--- Begin ---

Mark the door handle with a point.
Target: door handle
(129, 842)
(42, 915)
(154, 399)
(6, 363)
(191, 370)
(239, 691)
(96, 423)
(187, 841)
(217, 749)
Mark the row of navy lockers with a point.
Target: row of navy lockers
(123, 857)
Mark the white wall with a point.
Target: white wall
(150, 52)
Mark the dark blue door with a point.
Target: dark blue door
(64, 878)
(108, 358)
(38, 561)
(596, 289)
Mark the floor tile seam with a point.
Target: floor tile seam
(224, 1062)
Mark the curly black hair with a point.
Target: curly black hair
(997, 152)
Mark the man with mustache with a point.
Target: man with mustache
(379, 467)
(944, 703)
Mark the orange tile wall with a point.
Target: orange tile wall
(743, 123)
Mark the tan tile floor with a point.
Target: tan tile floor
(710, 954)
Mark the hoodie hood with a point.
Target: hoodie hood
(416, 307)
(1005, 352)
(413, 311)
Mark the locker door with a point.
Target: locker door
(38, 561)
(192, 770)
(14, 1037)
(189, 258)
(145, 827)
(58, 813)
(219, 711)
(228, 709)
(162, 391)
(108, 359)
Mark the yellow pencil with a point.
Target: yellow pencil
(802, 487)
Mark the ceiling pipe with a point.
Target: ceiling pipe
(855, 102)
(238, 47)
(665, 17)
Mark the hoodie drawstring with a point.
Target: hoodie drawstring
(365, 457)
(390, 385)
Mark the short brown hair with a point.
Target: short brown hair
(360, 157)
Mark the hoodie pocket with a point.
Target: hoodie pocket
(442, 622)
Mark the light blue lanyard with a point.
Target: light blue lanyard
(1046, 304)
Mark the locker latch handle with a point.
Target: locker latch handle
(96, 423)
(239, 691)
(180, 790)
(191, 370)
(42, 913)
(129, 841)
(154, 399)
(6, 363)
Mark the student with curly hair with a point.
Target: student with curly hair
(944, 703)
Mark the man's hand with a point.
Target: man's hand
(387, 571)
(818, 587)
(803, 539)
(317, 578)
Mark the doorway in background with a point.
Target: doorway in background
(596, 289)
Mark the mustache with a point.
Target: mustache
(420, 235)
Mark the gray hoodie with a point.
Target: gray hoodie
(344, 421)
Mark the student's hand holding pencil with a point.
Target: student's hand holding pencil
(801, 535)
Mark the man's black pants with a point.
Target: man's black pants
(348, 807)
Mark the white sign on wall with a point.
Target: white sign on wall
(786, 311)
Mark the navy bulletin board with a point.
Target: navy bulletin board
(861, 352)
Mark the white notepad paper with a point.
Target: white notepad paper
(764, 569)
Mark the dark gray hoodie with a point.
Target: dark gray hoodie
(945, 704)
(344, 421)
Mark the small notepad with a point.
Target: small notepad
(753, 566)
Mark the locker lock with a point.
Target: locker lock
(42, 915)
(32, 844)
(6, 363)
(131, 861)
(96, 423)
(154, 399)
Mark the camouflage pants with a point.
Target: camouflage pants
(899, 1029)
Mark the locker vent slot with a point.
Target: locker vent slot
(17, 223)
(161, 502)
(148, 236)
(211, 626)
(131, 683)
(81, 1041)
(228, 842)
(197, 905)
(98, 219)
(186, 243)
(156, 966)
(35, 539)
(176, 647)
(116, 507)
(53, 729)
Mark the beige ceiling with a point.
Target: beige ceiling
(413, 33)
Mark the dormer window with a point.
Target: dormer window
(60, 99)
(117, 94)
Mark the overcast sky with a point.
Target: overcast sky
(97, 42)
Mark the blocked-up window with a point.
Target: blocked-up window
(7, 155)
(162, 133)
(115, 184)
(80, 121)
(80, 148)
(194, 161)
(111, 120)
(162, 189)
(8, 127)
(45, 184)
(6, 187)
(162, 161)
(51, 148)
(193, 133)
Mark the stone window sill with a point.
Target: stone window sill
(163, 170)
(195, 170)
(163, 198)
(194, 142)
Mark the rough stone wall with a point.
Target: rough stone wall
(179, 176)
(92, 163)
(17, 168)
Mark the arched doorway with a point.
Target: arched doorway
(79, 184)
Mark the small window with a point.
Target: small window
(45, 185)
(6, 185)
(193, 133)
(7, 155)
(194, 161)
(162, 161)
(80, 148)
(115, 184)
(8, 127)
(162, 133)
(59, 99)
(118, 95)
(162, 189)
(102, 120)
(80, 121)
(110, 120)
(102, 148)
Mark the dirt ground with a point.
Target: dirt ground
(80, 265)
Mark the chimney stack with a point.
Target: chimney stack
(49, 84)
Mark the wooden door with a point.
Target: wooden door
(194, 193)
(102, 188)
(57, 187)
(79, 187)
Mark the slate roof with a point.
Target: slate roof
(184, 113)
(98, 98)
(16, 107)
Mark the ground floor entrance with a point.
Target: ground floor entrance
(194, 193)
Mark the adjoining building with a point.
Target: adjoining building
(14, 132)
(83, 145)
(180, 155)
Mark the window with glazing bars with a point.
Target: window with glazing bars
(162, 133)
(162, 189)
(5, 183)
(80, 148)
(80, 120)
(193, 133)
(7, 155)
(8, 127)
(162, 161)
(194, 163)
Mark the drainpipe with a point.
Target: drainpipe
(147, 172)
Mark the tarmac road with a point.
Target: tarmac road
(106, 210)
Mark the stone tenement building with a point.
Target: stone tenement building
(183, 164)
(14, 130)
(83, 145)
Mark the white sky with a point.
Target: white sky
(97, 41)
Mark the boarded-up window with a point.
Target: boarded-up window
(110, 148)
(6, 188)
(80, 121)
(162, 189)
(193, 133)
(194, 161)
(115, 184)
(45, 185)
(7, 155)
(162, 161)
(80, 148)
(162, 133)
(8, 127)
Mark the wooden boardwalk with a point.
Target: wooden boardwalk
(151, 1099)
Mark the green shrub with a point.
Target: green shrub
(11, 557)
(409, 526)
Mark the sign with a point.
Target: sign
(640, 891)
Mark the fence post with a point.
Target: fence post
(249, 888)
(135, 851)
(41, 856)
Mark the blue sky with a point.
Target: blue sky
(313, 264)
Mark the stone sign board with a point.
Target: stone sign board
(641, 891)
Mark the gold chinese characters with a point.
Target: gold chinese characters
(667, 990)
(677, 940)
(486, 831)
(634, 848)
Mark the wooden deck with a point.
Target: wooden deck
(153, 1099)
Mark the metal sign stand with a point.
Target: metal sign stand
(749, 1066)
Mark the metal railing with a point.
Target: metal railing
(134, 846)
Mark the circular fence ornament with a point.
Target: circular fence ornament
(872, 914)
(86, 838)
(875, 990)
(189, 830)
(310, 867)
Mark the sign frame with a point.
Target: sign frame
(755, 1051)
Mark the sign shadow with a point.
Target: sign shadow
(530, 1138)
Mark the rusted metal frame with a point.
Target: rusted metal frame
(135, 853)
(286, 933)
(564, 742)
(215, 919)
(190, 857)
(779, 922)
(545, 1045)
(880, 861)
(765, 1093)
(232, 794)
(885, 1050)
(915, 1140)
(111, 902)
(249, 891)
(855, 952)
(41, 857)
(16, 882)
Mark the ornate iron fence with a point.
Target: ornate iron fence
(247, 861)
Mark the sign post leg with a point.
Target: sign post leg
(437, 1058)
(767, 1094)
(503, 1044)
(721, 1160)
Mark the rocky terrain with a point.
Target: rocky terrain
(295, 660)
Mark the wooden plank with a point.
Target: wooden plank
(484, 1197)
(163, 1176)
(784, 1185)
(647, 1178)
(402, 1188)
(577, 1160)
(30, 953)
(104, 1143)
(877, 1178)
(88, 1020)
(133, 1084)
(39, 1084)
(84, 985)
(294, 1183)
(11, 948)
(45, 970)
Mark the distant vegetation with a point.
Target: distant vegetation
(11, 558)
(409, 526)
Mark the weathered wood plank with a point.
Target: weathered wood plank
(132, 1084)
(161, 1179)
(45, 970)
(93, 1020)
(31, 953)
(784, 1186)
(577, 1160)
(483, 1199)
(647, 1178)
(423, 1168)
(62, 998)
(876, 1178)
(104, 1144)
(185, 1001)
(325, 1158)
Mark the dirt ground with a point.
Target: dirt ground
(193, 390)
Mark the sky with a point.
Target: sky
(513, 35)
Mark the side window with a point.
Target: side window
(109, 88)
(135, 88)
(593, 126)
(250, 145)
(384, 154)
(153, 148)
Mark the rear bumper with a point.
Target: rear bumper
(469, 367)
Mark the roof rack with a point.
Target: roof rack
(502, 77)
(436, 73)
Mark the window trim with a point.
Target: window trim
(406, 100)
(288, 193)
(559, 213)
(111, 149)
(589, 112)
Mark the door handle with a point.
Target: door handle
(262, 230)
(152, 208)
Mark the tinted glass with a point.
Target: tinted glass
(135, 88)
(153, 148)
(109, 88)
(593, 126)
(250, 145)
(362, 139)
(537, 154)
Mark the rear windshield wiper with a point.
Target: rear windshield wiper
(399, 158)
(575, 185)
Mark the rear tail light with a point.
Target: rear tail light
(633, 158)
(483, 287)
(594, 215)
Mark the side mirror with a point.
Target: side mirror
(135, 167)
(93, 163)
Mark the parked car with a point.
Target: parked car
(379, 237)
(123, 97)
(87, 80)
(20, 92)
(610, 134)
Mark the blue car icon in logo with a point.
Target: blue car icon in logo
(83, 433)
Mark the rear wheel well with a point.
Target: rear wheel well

--- End ---

→ Task statement: Which lines run from the one containing "Mark the distant vegetation with a point." to the end of the entries above? Quote exactly those, and only those.

→ Finished answer:
Mark the distant vegetation with a point.
Target: distant vegetation
(11, 558)
(409, 526)
Mark the weathered wood plank with a point.
Target: weathered wood plank
(132, 1084)
(161, 1179)
(45, 970)
(93, 1020)
(31, 953)
(784, 1186)
(577, 1160)
(483, 1199)
(647, 1178)
(423, 1168)
(62, 998)
(876, 1178)
(104, 1144)
(185, 1001)
(325, 1158)
Mark the dirt ground with a point.
Target: dirt ground
(193, 390)
Mark the sky with a point.
Target: sky
(513, 35)
Mark the side window with a point.
Target: side window
(109, 88)
(135, 88)
(593, 126)
(250, 145)
(384, 154)
(153, 148)
Mark the rear bumper with a point.
Target: rear bumper
(469, 367)
Mark the roof rack with a point.
Target: roof rack
(502, 77)
(436, 73)
Mark the window trim with a point.
Target: window trim
(406, 100)
(288, 193)
(559, 213)
(111, 149)
(589, 112)
Mark the door handle with a point.
Target: door handle
(262, 230)
(152, 208)
Mark the tinted glass with a point.
Target: tinted glass
(135, 88)
(153, 148)
(109, 88)
(593, 126)
(250, 145)
(362, 139)
(537, 154)
Mark the rear windshield wiper with a point.
Target: rear windshield wiper
(399, 158)
(575, 185)
Mark the rear tail light with a point.
Target: rear tail light
(633, 158)
(483, 287)
(594, 215)
Mark the side mirror with a point.
Target: side mirror
(135, 167)
(93, 163)
Mark the parked car with a point.
Target: parked car
(379, 237)
(123, 97)
(87, 80)
(20, 92)
(610, 134)
Mark the blue car icon in logo with a point.
Target: blue car icon in logo
(83, 433)
Mark the rear wheel well with a point.
Target: rear wheel well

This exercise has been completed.